Reproduce the lines starting at the beginning of the records and ending at the line containing "positive clicks: (98, 72)", replacing "rough mask" with "coarse mask" and leaving everything else unchanged.

-- MATERIAL FOR THIS TASK follows --

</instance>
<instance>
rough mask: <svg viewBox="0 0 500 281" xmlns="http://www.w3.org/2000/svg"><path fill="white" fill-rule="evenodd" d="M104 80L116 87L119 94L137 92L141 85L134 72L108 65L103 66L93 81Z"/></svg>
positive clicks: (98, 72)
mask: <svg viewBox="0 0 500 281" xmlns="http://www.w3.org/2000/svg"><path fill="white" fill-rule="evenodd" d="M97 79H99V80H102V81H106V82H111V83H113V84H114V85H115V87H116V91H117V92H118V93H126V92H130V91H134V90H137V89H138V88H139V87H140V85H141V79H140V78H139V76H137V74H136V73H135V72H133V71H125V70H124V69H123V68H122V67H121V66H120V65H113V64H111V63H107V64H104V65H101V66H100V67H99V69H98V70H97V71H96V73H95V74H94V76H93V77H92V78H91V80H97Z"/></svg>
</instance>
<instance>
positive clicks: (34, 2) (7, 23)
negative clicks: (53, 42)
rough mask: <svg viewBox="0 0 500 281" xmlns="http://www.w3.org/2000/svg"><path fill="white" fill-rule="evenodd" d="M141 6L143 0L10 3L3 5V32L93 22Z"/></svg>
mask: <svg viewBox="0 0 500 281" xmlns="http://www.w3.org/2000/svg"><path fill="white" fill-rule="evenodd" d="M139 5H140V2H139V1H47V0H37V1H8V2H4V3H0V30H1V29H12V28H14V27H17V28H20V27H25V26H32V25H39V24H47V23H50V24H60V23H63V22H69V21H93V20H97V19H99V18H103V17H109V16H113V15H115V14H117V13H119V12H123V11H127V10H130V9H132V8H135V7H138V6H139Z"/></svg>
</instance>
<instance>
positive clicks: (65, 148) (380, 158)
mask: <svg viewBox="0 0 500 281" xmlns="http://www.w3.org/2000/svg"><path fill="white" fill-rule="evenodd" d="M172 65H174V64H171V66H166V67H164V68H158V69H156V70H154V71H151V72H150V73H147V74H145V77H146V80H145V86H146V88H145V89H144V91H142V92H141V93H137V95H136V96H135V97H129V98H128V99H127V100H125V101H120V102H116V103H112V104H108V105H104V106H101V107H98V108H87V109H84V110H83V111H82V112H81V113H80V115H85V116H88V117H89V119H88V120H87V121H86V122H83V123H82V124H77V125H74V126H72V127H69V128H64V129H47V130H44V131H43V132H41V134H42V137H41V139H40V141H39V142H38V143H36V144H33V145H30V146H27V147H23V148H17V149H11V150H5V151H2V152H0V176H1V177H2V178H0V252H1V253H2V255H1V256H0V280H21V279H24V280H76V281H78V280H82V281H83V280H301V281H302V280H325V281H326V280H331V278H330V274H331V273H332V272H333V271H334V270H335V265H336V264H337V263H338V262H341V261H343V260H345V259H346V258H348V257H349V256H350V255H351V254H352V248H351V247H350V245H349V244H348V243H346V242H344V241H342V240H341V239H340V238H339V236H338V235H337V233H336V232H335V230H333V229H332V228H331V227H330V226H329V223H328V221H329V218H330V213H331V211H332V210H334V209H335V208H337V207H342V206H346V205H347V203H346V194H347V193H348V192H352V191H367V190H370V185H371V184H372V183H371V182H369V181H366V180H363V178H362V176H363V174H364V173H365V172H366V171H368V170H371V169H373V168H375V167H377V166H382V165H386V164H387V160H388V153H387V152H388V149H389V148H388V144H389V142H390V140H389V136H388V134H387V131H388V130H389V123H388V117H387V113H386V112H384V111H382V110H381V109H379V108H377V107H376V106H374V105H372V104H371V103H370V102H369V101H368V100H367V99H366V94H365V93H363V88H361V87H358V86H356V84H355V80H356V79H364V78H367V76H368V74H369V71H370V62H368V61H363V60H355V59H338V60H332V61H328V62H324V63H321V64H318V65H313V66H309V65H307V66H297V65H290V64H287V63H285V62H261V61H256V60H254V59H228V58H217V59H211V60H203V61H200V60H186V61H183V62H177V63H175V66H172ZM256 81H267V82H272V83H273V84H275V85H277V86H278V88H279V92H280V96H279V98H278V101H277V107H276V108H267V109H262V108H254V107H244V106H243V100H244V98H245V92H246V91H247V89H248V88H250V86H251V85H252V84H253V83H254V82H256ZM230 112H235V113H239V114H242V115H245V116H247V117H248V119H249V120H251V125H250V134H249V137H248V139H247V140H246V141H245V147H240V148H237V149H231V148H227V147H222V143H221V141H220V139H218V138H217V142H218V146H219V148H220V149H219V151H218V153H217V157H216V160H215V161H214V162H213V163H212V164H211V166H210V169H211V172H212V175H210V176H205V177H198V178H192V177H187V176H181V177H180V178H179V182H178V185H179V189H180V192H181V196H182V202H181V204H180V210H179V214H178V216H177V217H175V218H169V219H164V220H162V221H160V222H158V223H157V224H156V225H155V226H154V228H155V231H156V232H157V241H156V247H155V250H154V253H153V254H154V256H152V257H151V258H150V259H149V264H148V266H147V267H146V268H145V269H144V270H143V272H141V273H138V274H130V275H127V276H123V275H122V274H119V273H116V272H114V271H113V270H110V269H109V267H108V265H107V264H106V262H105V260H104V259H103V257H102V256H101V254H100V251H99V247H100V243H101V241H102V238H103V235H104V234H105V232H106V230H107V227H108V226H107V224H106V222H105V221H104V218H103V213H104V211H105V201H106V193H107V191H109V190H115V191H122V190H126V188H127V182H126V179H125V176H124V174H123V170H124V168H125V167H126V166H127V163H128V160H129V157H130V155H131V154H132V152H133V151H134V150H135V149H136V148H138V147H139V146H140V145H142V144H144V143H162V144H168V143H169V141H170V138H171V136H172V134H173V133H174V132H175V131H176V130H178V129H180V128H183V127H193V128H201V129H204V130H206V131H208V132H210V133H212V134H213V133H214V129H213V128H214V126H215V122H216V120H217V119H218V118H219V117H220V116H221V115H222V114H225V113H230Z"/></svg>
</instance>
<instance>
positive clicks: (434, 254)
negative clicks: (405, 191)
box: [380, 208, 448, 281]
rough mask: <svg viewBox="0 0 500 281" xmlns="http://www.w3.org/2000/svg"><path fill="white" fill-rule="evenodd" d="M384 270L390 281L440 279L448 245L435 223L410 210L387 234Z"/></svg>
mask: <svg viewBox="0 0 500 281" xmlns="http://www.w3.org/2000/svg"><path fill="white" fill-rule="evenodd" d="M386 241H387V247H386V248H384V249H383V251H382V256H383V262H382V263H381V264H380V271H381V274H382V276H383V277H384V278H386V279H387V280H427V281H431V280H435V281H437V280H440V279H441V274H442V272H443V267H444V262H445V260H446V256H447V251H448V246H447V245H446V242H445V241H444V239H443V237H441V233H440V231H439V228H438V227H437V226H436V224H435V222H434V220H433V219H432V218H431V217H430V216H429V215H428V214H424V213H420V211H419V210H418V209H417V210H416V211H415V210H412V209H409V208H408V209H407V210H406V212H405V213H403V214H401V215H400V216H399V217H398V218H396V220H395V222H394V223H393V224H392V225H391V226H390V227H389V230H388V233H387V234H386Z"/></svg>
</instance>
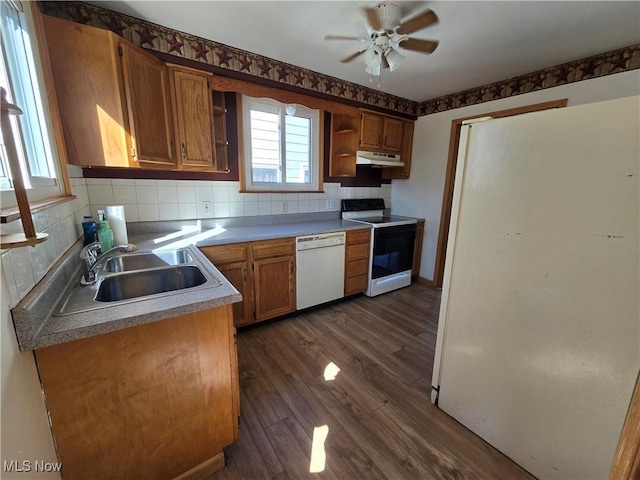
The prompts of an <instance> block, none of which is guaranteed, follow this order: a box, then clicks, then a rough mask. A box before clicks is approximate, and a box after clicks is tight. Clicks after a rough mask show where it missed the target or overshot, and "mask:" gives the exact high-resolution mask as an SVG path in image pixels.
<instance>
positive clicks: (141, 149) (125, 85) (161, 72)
mask: <svg viewBox="0 0 640 480" xmlns="http://www.w3.org/2000/svg"><path fill="white" fill-rule="evenodd" d="M120 51H121V54H122V73H123V78H124V87H125V94H126V99H127V111H128V114H129V132H130V134H131V151H130V154H131V155H132V156H133V158H134V160H136V161H137V162H139V163H140V165H141V166H144V165H146V166H155V167H163V168H171V167H175V160H174V154H173V125H172V122H173V118H172V114H171V98H170V95H169V77H168V69H167V67H166V65H165V64H164V62H162V61H160V60H159V59H157V58H156V57H154V56H153V55H150V54H148V53H146V52H144V51H143V50H141V49H140V48H138V47H136V46H134V45H129V44H128V43H126V42H121V43H120Z"/></svg>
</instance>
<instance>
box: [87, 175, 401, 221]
mask: <svg viewBox="0 0 640 480" xmlns="http://www.w3.org/2000/svg"><path fill="white" fill-rule="evenodd" d="M86 181H87V189H88V194H89V203H90V204H91V211H92V213H93V214H94V215H95V214H96V212H97V210H98V209H104V208H105V205H124V210H125V217H126V221H127V222H153V221H159V220H191V219H195V218H202V219H204V218H225V217H245V216H247V217H248V216H259V215H280V214H287V213H314V212H327V211H339V210H340V200H341V199H343V198H362V197H380V198H384V199H385V203H386V204H387V205H388V204H389V201H390V199H391V185H390V184H383V185H382V186H380V187H342V186H341V185H340V184H339V183H325V184H324V193H239V190H240V183H239V182H213V181H203V180H198V181H194V180H146V179H144V180H142V179H141V180H138V179H136V180H133V179H121V178H87V179H86ZM327 200H330V201H331V202H330V203H327ZM204 202H208V203H209V204H210V208H209V211H204V209H203V205H204Z"/></svg>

-- MATERIAL FOR THIS TASK concluded --

RESPONSE —
</instance>
<instance>
coarse mask: <svg viewBox="0 0 500 281" xmlns="http://www.w3.org/2000/svg"><path fill="white" fill-rule="evenodd" d="M104 80L116 87L119 94L137 92L141 85L134 72L108 65L103 66L93 81Z"/></svg>
positive clicks: (98, 72)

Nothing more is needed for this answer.